**What you need to do:** Respond with nothing but the number of lines in this data that include the word "metal".

===== Dataset entries =====

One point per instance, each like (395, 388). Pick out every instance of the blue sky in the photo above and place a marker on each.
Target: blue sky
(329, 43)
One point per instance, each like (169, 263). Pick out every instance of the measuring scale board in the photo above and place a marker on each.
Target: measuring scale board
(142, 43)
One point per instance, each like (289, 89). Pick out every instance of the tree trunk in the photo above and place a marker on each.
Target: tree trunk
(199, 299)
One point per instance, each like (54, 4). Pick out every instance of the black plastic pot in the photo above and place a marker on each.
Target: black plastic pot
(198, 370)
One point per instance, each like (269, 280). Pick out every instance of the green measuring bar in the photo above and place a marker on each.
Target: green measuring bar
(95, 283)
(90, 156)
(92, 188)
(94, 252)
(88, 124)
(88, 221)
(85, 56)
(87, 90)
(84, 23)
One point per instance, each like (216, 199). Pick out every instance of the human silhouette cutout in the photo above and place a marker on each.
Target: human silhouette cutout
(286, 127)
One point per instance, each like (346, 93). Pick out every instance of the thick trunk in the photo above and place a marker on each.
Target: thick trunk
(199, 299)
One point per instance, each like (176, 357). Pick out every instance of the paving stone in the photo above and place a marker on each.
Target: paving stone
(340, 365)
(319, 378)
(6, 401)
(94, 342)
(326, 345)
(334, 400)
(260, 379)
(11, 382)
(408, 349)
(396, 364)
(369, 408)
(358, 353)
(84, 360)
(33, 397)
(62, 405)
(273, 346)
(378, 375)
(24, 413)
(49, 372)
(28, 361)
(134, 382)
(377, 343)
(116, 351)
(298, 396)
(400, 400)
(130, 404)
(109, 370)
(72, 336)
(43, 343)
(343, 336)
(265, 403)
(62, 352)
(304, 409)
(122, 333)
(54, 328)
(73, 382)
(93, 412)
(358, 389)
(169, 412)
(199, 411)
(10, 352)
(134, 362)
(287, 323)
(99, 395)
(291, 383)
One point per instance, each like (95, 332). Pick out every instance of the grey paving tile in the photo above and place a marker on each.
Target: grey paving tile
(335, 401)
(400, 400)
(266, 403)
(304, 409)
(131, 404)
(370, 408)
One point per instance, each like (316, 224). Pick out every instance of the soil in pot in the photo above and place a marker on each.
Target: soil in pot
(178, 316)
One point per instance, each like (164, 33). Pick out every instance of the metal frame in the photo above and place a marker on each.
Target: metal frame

=====
===== Dataset entries =====

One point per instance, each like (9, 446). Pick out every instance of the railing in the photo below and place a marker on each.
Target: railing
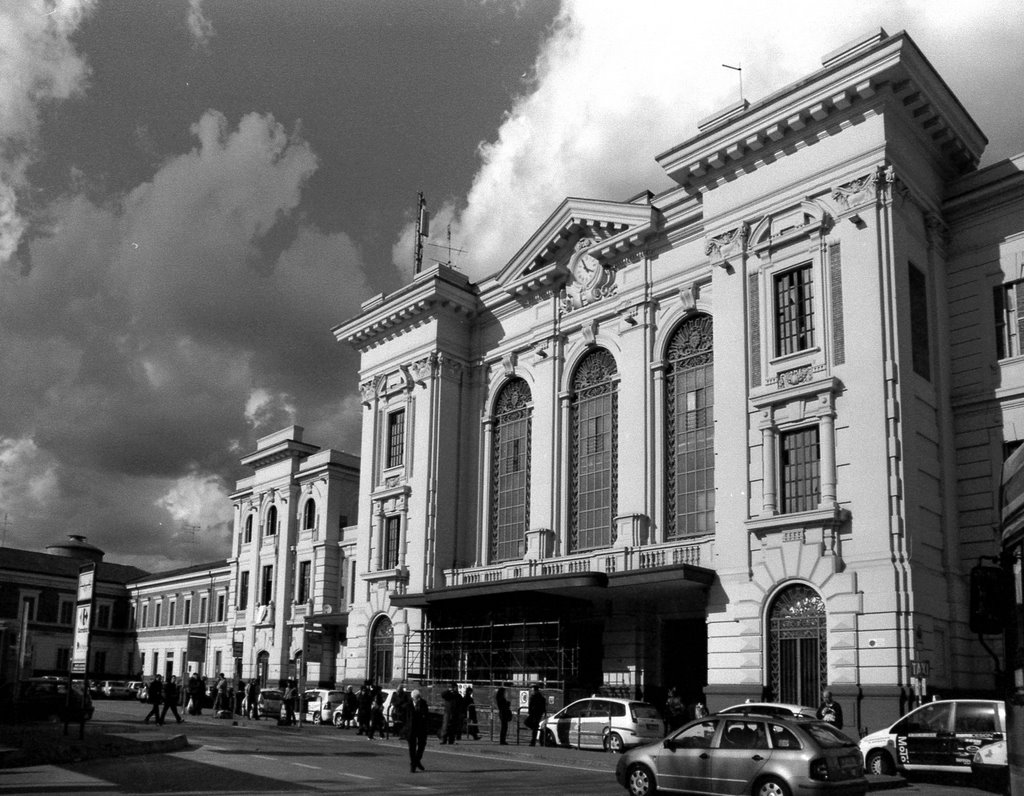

=====
===== Dataset entries =====

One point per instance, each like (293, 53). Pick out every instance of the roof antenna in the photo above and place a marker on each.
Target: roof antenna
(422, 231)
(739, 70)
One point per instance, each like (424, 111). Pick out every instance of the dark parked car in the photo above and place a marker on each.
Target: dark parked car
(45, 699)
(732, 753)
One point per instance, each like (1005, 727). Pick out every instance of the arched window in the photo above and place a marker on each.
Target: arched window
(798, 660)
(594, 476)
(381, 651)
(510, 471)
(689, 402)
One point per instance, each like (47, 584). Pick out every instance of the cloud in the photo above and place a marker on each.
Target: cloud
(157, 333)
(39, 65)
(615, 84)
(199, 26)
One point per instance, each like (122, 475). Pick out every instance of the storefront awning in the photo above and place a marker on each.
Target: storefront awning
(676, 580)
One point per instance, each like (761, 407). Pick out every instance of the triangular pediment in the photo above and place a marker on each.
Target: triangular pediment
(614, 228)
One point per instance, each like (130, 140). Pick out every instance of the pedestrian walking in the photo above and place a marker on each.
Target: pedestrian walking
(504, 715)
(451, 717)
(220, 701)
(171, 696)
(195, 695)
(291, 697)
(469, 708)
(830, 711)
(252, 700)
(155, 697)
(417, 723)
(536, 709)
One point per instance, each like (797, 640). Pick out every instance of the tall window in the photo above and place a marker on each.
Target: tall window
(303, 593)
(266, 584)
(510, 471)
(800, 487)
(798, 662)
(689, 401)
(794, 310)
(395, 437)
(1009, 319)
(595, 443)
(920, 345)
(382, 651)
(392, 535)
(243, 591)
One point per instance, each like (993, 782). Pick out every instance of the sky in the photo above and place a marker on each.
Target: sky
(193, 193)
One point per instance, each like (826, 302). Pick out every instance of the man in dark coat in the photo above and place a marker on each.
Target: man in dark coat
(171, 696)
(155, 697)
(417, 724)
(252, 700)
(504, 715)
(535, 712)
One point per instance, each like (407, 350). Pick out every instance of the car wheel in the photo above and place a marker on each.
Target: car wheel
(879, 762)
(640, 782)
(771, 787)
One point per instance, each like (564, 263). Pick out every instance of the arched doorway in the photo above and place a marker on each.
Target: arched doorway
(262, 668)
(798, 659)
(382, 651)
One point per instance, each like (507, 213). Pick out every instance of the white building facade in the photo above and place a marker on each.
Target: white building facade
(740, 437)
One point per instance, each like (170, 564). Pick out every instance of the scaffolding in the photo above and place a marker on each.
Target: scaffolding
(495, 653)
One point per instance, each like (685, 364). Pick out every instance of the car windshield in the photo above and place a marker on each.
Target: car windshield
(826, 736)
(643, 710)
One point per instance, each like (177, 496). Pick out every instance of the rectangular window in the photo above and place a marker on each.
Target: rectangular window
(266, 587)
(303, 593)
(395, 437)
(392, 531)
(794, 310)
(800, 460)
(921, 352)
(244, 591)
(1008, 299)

=====

**Response to this exercise:** 2